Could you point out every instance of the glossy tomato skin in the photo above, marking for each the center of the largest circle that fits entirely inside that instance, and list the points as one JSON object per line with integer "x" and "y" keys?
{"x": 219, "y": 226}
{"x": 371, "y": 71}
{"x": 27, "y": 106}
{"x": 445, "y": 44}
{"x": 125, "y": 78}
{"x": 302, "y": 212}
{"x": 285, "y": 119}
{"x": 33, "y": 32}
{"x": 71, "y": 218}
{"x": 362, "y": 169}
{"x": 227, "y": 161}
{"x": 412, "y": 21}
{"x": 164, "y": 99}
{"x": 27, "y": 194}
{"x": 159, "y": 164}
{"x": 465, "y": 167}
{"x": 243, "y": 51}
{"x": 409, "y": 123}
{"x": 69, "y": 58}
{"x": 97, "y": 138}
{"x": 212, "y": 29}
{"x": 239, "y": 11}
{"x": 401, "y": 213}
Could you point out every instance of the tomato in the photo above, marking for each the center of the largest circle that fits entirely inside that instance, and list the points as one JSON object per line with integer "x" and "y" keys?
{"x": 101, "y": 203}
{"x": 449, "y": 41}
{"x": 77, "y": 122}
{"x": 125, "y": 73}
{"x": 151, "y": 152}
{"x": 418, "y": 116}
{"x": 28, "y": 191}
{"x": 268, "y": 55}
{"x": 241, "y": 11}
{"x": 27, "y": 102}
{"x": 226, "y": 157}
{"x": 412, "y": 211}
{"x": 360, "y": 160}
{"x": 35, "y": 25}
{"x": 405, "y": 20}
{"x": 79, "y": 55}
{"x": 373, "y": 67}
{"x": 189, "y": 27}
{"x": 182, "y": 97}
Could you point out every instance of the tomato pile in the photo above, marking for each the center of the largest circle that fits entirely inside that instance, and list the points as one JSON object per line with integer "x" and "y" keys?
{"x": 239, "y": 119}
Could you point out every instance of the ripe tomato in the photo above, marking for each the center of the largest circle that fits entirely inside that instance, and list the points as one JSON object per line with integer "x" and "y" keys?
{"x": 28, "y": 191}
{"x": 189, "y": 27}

◇ ◇ ◇

Work request: Everything from the line with "Could you point out every instance of the tomato pile" to the last line of the data is what to return, word for word; leave out the rest.

Task output:
Could you point out every instance of the tomato pile in the photo above, marking for each the center of the largest circle that fits entirely inside that instance, and list the points as one JSON object per line with integer "x" and "y" keys?
{"x": 239, "y": 119}
Could you point out every instance of the ripe tomato in the photo above, marking for each the center of the largest circle that fits entirely inside that instance, and list the points as one JSON object per line with integer "x" and "y" keys?
{"x": 28, "y": 191}
{"x": 189, "y": 27}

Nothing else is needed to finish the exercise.